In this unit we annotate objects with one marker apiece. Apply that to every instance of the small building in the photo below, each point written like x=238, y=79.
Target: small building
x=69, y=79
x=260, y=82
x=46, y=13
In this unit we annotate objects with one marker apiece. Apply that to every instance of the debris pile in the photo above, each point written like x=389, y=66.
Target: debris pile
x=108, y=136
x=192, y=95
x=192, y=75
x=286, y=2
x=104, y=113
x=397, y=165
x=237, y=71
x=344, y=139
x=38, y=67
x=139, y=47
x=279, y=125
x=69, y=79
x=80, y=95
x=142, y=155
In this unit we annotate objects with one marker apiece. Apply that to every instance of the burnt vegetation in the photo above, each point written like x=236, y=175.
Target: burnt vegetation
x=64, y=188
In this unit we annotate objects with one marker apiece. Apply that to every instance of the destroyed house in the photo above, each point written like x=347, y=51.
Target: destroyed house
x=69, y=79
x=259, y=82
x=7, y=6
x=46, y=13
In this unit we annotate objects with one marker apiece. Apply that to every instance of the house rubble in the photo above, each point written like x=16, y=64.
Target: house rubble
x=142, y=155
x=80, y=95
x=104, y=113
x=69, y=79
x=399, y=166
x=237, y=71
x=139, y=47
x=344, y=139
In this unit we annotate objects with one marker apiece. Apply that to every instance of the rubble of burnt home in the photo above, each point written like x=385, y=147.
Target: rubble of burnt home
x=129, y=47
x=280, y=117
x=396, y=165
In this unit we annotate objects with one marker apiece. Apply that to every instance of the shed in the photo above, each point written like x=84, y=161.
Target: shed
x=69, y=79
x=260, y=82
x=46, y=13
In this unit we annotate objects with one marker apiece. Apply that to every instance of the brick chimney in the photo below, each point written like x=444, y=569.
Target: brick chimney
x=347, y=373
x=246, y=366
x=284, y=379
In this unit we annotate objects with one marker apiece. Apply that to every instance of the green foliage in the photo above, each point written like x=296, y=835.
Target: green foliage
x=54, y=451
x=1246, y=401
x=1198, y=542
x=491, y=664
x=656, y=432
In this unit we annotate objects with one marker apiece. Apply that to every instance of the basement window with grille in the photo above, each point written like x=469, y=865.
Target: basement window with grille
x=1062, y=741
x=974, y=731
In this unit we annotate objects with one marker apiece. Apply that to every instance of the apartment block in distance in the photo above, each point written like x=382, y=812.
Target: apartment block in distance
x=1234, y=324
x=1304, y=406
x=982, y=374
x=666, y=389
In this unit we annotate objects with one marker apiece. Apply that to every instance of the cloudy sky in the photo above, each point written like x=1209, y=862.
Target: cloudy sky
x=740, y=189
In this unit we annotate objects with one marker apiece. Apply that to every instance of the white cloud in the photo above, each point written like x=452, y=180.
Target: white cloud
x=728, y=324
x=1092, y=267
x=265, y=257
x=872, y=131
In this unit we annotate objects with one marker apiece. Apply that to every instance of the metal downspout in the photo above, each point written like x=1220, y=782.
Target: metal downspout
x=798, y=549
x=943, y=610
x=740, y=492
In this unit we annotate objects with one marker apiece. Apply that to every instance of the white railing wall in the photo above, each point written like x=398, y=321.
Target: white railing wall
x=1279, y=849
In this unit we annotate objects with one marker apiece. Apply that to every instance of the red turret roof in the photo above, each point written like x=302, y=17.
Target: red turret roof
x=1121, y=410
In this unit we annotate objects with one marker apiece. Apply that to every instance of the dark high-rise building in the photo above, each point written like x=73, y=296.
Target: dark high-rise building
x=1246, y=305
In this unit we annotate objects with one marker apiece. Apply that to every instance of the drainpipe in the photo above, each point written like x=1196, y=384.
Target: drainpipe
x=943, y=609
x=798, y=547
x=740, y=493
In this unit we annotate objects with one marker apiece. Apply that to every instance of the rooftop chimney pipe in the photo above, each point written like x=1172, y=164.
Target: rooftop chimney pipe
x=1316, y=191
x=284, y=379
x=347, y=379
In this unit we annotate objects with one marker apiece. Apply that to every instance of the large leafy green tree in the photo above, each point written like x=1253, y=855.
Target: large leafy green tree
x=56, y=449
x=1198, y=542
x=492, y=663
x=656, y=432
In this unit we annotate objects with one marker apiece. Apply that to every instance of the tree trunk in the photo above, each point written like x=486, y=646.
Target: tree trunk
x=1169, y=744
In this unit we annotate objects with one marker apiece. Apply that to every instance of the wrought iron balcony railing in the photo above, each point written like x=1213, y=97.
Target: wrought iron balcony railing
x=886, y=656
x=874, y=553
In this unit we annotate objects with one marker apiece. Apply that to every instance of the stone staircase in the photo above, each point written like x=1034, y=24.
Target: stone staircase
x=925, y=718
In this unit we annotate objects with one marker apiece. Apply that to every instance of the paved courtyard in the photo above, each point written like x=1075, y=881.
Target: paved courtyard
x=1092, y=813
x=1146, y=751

──────────

Extract the listing in its entirety, matching it exactly.

* THE SOLUTION *
In this unit we annotate objects with one marker apiece. Apply that to every instance of the small building in the photo below, each point written like x=238, y=79.
Target: small building
x=69, y=79
x=260, y=82
x=46, y=13
In this unit we annotate objects with one marker apiece. Apply that to every instance of the debris pile in the photo above, each point written like x=389, y=66.
Target: debris pile
x=108, y=136
x=192, y=95
x=192, y=75
x=286, y=2
x=104, y=113
x=397, y=165
x=237, y=71
x=344, y=139
x=38, y=67
x=139, y=47
x=279, y=125
x=69, y=79
x=80, y=95
x=142, y=155
In this unit we annotate objects with one marker apiece. Apply that to every instance of the burnt vegetation in the photo above, each point written like x=236, y=175.
Target: burnt vegetation
x=64, y=188
In this unit we annotate objects with one marker apiece. Apply that to every instance of the destroyed house in the photo above, each point written like x=347, y=51.
Target: destroyed house
x=69, y=79
x=259, y=82
x=7, y=6
x=46, y=13
In this unit we annotate objects with one marker apiece. Apply that to every instance of the house rubble in the photo above, each point written like x=16, y=64.
Target: house rubble
x=142, y=155
x=80, y=95
x=104, y=113
x=69, y=79
x=399, y=166
x=237, y=71
x=139, y=47
x=344, y=139
In this unit we annotate objects with one marker apiece. Apply that to every instance of the rubble of burnt home in the photo above, each point written like x=385, y=147.
Target: rubble of burnt home
x=129, y=47
x=280, y=117
x=396, y=165
In this unit we annotate objects with one marker apiece. Apply that to every instance of the shed in the photo above, each point written like x=84, y=161.
Target: shed
x=69, y=79
x=260, y=82
x=46, y=13
In this unit we annotate objects with one marker apiece. Apply that to every instance of the brick chimney in the photo below, each point written like x=444, y=569.
Target: brick chimney
x=347, y=373
x=246, y=366
x=284, y=379
In this unit we annotate objects with one marker apiece. Apply that to every instance of the green foliage in the photo above, each point written like x=296, y=835.
Target: green foliage
x=54, y=451
x=1246, y=401
x=1198, y=542
x=491, y=664
x=656, y=432
In this unit we annotate objects with one marker apiece. Apply that to every instance of the basement window with grille in the photo above, each point written like x=469, y=865.
Target: basement window with grille
x=1062, y=741
x=974, y=731
In this unit we annotate objects with one marker apiece. Apply that to every instance of the apartment block in distance in the photo above, each point written like x=382, y=812.
Target: apartment block in distance
x=1234, y=324
x=1304, y=406
x=982, y=374
x=666, y=389
In this unit we annotate objects with one marker apiece. Apply that to every instance of the cloudy sky in the photo above, each point written like x=1209, y=862.
Target: cloudy sky
x=740, y=189
In this unit we annotate objects with one marker apiece. Apply that to every instance of the white cloud in the photo above, each point written like x=452, y=180.
Target: white cloud
x=728, y=324
x=1092, y=267
x=265, y=257
x=872, y=131
In this unit we annotate objects with one marker apiece. Apply that to every instance of the metal downspout in the photo above, each point written like x=1220, y=782.
Target: metal downspout
x=798, y=549
x=943, y=610
x=740, y=492
In this unit we annotate objects with one marker apiece. Apply that to every instance of the white railing wall in the photo above, each point written like x=398, y=321.
Target: white railing wall
x=1279, y=849
In this unit we annotate objects with one marker apiece. Apply that to every instance of the red turret roof in the photo above, each point written like x=302, y=17.
Target: red turret roof
x=1121, y=410
In this unit we annotate objects with one marker apiece. Apply that to every instance of the dark high-rise building in the photo above, each point written like x=73, y=296.
Target: dark high-rise building
x=1246, y=305
In this unit we annotate objects with one marker apiece. Apply that to every instance of the drainpipe in the photo above, each point written like x=1196, y=384.
Target: drainpipe
x=943, y=609
x=798, y=547
x=740, y=493
In this unit we annotate objects with one marker apiece. Apply that to every instance of the rooftop chimney pipe in the photo above, each point written like x=1172, y=164.
Target: rooftop chimney pipe
x=1316, y=191
x=284, y=379
x=347, y=379
In this unit we annotate objects with one marker apiece. Apply that to every instance of the large leafy green tree in the photo above, each point written like x=1253, y=855.
Target: large leafy green tree
x=56, y=449
x=1198, y=542
x=492, y=663
x=656, y=432
In this unit we annotate objects with one marker apiece. Apply that to every instance of the tree trunk in the photo above, each point written like x=486, y=646.
Target: tree trunk
x=1169, y=744
In this unit we annotate objects with one marker apiece. Apply that to every instance of the wrought iron balcony railing in the photo above, each point written like x=1213, y=97.
Target: wrought iron balcony railing
x=886, y=656
x=874, y=553
In this unit we annotate objects with one marker apiece. Apply that to every instance of the stone staircase in the photo above, each point written like x=1034, y=24.
Target: stone staircase
x=925, y=718
In this unit we annotate objects with one marker apiece. Apply that to every instance of the paved courtyard in the photo above, each point written like x=1075, y=881.
Target: paved courtyard
x=1092, y=813
x=1146, y=751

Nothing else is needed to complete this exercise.